* _EXTRACT PROVIDED_:
· · · · · · ·

What is actually the reason of using _ instead of just it? Would it be interpreted as it(it)?

1 Like

Now this is getting really interesting … in the end, nested function calls - with or without named arguments - can be represented as a DAG. Thus, you can think of the functions as nodes/boxes which are connected into more or less complicated call graphs via edges/wires.
Almost all approaches I have seen to simplify working with complicated function chains run into the shortcomings of linear syntax, i.e., assuming a 1-dimensional textual notation. Here are some links on previous art, e.g., using hash maps (dictionaries) for composing functions via named arguments Prismatic’s “Graph” or using higher-order combinators (binary functions) for expressing call chains with non-trivial wiring Arrows.
Using the last example from the Arrows link we would get the following:

f &&& g >>> arr (\ (y, z) -> y + z)   # Haskell arrows

{:a (fnk [x] (f x)), :b (fnk [x] (g x)), :c (fnk [a b] (+ a b))}  ;; Prismatic graph with input :x

x.{        # Your notation
  f         g
  +(them...)
}

Guess that thinking about call graphs as DAG and coming up with a good 2-dimensional notation could be a real revelation. Your approach already covers much ground here, in particular being able to distribute and recollect arguments is very useful … I wonder if more complicated rules like “get the value from 2 steps up and three chains to the left” or something would add much expressive power or be required at all?

3 Likes

Super cool. Is it compatible with broadcast? i.e. if I do like

m = {f, g, h}
mapped_arr = m.(arr)

The only thing I’m not crazy about is the choice of keyword it. I would much prefer the underscore or the dashed box thing.

Another idea is to merge it with the threading / partial application by allowing to apply to everything inside {}. I.e. I had seen someone on slack wishing there were a way to pass rng into every function in a chain like this

@pipe g |> f1(_, rng) |> f2(_, rng) |> f3(_, rng)

Perhaps with the new syntax this could be

@mc g.{f1, f2, f3}(⬚, rng)
2 Likes

It’s a brilliant idea to interpret visually “piping” as a vector (or columns of a matrix) of functions. Many thanks for your efforts and I think it’s a real step forward to the final solution.
Just my two cents: I guess using |> instead of dot would be a little better for compatibility with Base, i.e.

 x |> {f, g}
4 Likes

Hm, interesting idea. My approach here has been to use local pronouns and rely on position instead of using proper names, but this is basically giving things a local nickname.

I think my main reservation is that nicknames only work for fluent interfaces, where the chained object maintains the same type throughout the call chain. For example, when I buy an orange, and I bring it home, and I peel it, and I split it, it’s still an orange (more or less). That’s a fluent call chain.

· · · · · · ·

* _STORED DATA_:
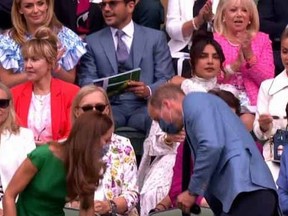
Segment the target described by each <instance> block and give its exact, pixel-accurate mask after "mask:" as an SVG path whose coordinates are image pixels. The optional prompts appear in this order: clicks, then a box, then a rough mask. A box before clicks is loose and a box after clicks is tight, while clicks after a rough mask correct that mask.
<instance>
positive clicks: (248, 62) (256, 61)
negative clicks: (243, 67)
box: [246, 55, 257, 67]
mask: <svg viewBox="0 0 288 216" xmlns="http://www.w3.org/2000/svg"><path fill="white" fill-rule="evenodd" d="M246 62H247V64H248V66H249V67H252V66H253V65H255V64H256V63H257V58H256V56H255V55H253V56H252V57H250V58H249V59H247V60H246Z"/></svg>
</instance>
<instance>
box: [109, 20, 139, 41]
mask: <svg viewBox="0 0 288 216" xmlns="http://www.w3.org/2000/svg"><path fill="white" fill-rule="evenodd" d="M110 29H111V32H112V35H113V36H114V37H115V34H116V32H117V31H118V30H119V29H117V28H113V27H110ZM121 30H122V31H123V32H124V33H125V35H126V36H128V37H130V38H133V34H134V23H133V21H132V20H131V21H130V22H129V23H128V25H126V26H125V27H124V28H122V29H121Z"/></svg>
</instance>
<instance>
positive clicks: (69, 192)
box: [64, 111, 113, 209]
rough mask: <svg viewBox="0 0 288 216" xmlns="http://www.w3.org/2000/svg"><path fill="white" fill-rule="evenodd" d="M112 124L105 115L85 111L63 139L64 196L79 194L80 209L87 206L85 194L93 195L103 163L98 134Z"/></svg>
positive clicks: (109, 118)
mask: <svg viewBox="0 0 288 216" xmlns="http://www.w3.org/2000/svg"><path fill="white" fill-rule="evenodd" d="M112 126H113V122H112V120H111V118H110V117H109V116H108V115H105V114H101V113H98V112H93V111H90V112H85V113H83V114H82V115H80V116H79V117H78V118H77V119H76V120H75V122H74V124H73V127H72V130H71V132H70V134H69V137H68V139H67V140H66V141H65V142H64V149H65V151H64V152H65V153H64V158H65V159H64V163H65V167H66V169H67V179H66V180H67V190H68V198H69V199H70V200H73V199H75V198H76V197H79V198H80V199H81V200H82V202H81V205H82V208H83V209H88V208H89V207H90V205H91V203H90V202H89V197H91V196H93V194H94V191H95V189H96V188H97V186H98V185H99V179H101V178H102V177H103V173H104V171H105V165H104V163H103V162H102V146H101V137H102V136H103V135H105V134H106V133H107V131H108V130H109V129H111V128H112ZM92 204H93V203H92Z"/></svg>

· · · · · · ·

* _EXERCISE REQUIREMENTS_:
A) Extract the part of the forum thread on function-chaining syntax from "What is actually" up to and including "non-trivial wiring Arrows.".
B) Pull out every line of the records that contains the string "positive", matching case exactly.

* _RESPONSE LIST_:
A)
What is actually the reason of using _ instead of just it? Would it be interpreted as it(it)?

1 Like

Now this is getting really interesting … in the end, nested function calls - with or without named arguments - can be represented as a DAG. Thus, you can think of the functions as nodes/boxes which are connected into more or less complicated call graphs via edges/wires.
Almost all approaches I have seen to simplify working with complicated function chains run into the shortcomings of linear syntax, i.e., assuming a 1-dimensional textual notation. Here are some links on previous art, e.g., using hash maps (dictionaries) for composing functions via named arguments Prismatic’s “Graph” or using higher-order combinators (binary functions) for expressing call chains with non-trivial wiring Arrows.

B)
positive clicks: (248, 62) (256, 61)
positive clicks: (69, 192)
positive clicks: (109, 118)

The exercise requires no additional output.